*Requirement:* Extract all data as written.

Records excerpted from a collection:

BEGIN

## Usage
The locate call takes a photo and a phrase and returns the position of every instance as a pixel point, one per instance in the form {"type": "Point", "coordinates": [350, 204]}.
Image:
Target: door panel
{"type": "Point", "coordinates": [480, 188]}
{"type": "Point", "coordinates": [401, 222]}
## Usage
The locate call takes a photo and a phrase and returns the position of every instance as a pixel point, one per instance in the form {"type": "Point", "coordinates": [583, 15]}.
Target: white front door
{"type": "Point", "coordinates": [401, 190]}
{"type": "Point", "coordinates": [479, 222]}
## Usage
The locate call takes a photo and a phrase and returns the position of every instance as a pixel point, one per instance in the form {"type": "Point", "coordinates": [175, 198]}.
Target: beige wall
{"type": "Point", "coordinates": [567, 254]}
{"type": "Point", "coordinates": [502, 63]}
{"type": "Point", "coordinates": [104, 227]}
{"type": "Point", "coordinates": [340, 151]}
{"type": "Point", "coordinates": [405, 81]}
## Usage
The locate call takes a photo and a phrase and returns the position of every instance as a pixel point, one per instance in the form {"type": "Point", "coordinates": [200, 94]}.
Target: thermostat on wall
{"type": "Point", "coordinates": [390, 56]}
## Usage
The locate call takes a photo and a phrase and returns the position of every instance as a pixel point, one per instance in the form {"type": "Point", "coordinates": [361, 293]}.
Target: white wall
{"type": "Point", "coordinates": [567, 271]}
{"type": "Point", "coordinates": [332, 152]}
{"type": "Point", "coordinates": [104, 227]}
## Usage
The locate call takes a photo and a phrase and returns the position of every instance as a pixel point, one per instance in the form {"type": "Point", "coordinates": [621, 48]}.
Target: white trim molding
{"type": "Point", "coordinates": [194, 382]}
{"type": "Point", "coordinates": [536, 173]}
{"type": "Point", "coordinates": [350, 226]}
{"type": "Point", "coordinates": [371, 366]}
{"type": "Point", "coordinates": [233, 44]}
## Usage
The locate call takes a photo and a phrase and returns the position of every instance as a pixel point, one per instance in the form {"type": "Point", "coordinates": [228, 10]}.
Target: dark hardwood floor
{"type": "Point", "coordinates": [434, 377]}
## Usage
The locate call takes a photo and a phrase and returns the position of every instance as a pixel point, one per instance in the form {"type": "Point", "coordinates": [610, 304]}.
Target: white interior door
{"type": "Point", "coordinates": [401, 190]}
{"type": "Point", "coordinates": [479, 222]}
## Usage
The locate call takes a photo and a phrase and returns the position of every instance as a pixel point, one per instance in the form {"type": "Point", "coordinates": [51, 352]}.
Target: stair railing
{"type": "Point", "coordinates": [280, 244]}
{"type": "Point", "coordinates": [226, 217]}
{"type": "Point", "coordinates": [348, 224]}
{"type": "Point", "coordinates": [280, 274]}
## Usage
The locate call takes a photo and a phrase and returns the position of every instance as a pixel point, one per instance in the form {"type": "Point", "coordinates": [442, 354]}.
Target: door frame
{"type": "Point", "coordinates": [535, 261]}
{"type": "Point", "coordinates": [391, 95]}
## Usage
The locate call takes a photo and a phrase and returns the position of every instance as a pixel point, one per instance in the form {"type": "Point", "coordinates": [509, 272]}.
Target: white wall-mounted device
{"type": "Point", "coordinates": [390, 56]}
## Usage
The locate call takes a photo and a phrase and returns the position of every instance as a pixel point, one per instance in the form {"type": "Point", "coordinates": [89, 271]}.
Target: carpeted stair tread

END

*Response for this exercise:*
## Usage
The locate call takes a photo and a phrase and returns the position of every instance as a pixel point, one per instance in the form {"type": "Point", "coordinates": [350, 204]}.
Image:
Target: door panel
{"type": "Point", "coordinates": [480, 188]}
{"type": "Point", "coordinates": [401, 222]}
## Usage
The locate call takes a photo and a phrase and returns the position of every instance as a pixel point, one per instance in the form {"type": "Point", "coordinates": [583, 15]}.
Target: white front door
{"type": "Point", "coordinates": [401, 190]}
{"type": "Point", "coordinates": [479, 222]}
## Usage
The locate call takes a photo and a phrase and returns the position of every instance as a pixel point, one per instance in the form {"type": "Point", "coordinates": [175, 198]}.
Target: beige wall
{"type": "Point", "coordinates": [567, 254]}
{"type": "Point", "coordinates": [502, 63]}
{"type": "Point", "coordinates": [104, 227]}
{"type": "Point", "coordinates": [340, 151]}
{"type": "Point", "coordinates": [405, 81]}
## Usage
The locate call takes a photo and a phrase and returns the position of every instance as a pixel point, one per instance in the form {"type": "Point", "coordinates": [200, 94]}.
Target: thermostat on wall
{"type": "Point", "coordinates": [390, 56]}
## Usage
The locate call takes a photo and a phrase and returns the position of every instance as a pixel point, one per instance in the form {"type": "Point", "coordinates": [361, 293]}.
Target: white wall
{"type": "Point", "coordinates": [567, 271]}
{"type": "Point", "coordinates": [332, 152]}
{"type": "Point", "coordinates": [104, 227]}
## Usage
The locate call takes a photo and a phrase and returns the position of every instance as a pixel point, one per instance in the form {"type": "Point", "coordinates": [621, 48]}.
Target: white trim molding
{"type": "Point", "coordinates": [194, 382]}
{"type": "Point", "coordinates": [536, 173]}
{"type": "Point", "coordinates": [350, 226]}
{"type": "Point", "coordinates": [371, 366]}
{"type": "Point", "coordinates": [233, 44]}
## Usage
The locate call takes a photo and a phrase and returns the position of every instance as a pixel point, one per instance in the form {"type": "Point", "coordinates": [228, 10]}.
Target: dark hardwood floor
{"type": "Point", "coordinates": [434, 377]}
## Usage
The locate call takes a photo and a phrase and returns the position of every instance as a pixel point, one per instance in the form {"type": "Point", "coordinates": [610, 304]}.
Target: white interior door
{"type": "Point", "coordinates": [401, 190]}
{"type": "Point", "coordinates": [479, 222]}
## Usage
The locate call takes a photo and a phrase and returns the position of every instance as a pixel point, one per instance in the form {"type": "Point", "coordinates": [51, 352]}.
Target: stair railing
{"type": "Point", "coordinates": [280, 244]}
{"type": "Point", "coordinates": [226, 217]}
{"type": "Point", "coordinates": [348, 224]}
{"type": "Point", "coordinates": [280, 274]}
## Usage
The locate call takes a photo and a phrase and returns the position of every instance as a pixel point, one per instance in the form {"type": "Point", "coordinates": [442, 354]}.
Target: door frame
{"type": "Point", "coordinates": [535, 261]}
{"type": "Point", "coordinates": [391, 95]}
## Usage
The locate call takes a photo and a phrase and returns the position of every instance as a pixel point, one per instance in the form {"type": "Point", "coordinates": [509, 272]}.
Target: white wall-mounted device
{"type": "Point", "coordinates": [390, 56]}
## Usage
The locate call takes a photo and a phrase and returns the position of every instance as a pixel point, one per instance in the form {"type": "Point", "coordinates": [89, 271]}.
Target: carpeted stair tread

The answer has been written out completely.